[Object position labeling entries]
-=-=-=-=-

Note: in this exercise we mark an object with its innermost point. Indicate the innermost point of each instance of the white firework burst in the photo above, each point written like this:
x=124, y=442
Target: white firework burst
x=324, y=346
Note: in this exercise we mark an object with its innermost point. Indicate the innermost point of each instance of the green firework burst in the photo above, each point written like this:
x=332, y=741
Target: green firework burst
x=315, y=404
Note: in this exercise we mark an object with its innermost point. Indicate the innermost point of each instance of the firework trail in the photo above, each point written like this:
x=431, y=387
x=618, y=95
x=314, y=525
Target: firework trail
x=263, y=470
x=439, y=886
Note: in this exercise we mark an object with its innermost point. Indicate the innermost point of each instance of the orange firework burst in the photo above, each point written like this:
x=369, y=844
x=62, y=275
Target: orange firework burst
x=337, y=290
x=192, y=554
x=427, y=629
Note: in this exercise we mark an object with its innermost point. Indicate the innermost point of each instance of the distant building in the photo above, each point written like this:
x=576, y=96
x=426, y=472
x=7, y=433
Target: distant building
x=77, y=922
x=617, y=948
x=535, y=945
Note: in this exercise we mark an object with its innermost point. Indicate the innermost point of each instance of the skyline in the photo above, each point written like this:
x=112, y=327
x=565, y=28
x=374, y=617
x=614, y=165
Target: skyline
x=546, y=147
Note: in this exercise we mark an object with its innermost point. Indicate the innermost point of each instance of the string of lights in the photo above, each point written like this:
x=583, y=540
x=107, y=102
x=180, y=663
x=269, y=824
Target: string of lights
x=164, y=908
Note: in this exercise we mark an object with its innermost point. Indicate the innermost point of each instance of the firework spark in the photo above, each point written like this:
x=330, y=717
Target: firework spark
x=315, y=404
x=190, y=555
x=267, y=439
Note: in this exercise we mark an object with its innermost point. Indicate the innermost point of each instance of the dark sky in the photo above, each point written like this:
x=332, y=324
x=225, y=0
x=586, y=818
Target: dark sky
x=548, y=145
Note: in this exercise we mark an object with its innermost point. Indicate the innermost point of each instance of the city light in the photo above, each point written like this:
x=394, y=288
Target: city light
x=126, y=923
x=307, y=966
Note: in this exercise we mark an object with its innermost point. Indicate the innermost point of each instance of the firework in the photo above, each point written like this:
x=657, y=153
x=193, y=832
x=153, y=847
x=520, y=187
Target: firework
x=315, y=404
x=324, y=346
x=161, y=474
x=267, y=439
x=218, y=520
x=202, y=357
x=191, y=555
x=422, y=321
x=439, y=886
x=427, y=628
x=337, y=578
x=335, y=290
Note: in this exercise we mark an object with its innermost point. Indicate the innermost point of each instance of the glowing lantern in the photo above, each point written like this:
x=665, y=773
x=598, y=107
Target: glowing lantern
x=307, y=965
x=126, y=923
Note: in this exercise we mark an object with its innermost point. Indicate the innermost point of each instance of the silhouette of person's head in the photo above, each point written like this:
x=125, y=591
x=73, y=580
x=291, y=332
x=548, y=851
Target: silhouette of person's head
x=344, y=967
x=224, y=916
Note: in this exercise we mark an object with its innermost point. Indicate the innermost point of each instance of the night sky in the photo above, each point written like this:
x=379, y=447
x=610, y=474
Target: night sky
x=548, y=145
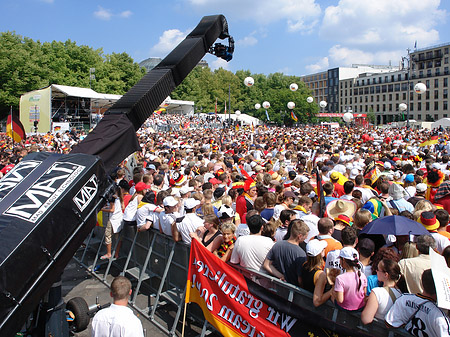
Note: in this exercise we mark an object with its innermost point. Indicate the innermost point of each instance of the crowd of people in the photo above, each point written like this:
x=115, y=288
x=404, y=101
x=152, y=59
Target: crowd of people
x=293, y=203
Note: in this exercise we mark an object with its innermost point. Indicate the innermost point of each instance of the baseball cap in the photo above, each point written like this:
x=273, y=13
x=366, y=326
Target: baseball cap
x=421, y=187
x=142, y=186
x=169, y=201
x=186, y=189
x=190, y=203
x=315, y=247
x=349, y=253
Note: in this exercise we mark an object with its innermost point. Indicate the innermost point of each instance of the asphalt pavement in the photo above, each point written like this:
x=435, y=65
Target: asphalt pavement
x=78, y=282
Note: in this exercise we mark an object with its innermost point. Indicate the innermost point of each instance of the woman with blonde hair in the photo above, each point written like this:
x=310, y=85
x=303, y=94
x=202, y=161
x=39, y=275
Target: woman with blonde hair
x=314, y=278
x=422, y=206
x=381, y=299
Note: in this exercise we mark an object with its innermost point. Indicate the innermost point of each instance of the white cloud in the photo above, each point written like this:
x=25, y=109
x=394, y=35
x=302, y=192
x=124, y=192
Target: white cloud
x=300, y=15
x=103, y=14
x=168, y=41
x=382, y=23
x=321, y=65
x=126, y=14
x=247, y=41
x=219, y=63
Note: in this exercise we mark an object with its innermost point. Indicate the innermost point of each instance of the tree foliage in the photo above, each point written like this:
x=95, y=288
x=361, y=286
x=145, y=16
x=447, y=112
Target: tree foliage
x=204, y=86
x=27, y=65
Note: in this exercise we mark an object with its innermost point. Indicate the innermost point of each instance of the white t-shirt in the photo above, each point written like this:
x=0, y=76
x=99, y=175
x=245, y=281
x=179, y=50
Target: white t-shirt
x=189, y=224
x=250, y=251
x=166, y=221
x=147, y=213
x=384, y=300
x=420, y=316
x=117, y=321
x=116, y=217
x=130, y=211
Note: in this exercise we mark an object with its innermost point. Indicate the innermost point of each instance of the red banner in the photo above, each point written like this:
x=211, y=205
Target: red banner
x=236, y=306
x=222, y=293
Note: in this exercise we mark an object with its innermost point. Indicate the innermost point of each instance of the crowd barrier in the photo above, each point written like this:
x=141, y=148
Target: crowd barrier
x=158, y=268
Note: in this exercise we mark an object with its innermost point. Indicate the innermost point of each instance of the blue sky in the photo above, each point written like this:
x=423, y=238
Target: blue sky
x=296, y=37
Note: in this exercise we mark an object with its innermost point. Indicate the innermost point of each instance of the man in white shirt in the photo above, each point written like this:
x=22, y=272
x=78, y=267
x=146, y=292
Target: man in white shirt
x=187, y=224
x=250, y=251
x=117, y=320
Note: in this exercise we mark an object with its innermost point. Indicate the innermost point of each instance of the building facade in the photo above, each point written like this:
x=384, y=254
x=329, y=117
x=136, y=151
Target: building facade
x=379, y=90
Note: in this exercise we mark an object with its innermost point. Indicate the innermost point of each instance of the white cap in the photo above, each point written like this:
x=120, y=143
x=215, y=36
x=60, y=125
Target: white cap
x=315, y=247
x=169, y=201
x=353, y=173
x=190, y=203
x=186, y=189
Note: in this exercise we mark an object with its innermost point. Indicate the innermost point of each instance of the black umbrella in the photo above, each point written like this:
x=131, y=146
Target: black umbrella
x=395, y=225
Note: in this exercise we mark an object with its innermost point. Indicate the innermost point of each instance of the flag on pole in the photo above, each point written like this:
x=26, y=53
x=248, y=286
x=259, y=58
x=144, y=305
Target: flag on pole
x=293, y=116
x=433, y=140
x=14, y=128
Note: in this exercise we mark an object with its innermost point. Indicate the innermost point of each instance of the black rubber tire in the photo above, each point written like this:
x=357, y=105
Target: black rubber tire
x=80, y=309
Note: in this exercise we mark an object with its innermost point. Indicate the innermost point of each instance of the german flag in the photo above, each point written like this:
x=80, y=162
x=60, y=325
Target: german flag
x=431, y=141
x=14, y=129
x=294, y=117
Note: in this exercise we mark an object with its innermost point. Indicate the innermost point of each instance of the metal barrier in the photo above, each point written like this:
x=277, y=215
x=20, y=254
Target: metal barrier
x=159, y=267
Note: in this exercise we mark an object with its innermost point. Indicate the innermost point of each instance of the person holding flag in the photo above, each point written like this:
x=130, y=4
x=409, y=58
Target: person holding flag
x=14, y=128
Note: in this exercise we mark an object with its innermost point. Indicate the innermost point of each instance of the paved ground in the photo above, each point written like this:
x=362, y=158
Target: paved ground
x=77, y=282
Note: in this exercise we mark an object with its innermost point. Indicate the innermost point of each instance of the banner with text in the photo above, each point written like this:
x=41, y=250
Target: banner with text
x=236, y=306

-=-=-=-=-

→ TASK TO COMPLETE:
Retype, unchanged, the lines of the listing starting with the line that contains "of the banner" and going on through the end of the listing.

→ THE COMPLETED TASK:
Note: in this exercise we mark an object with its innermost point. Indicate the innermost point of each instance of the banner with text in the photo above, each point written like this:
x=41, y=250
Target: banner with text
x=236, y=306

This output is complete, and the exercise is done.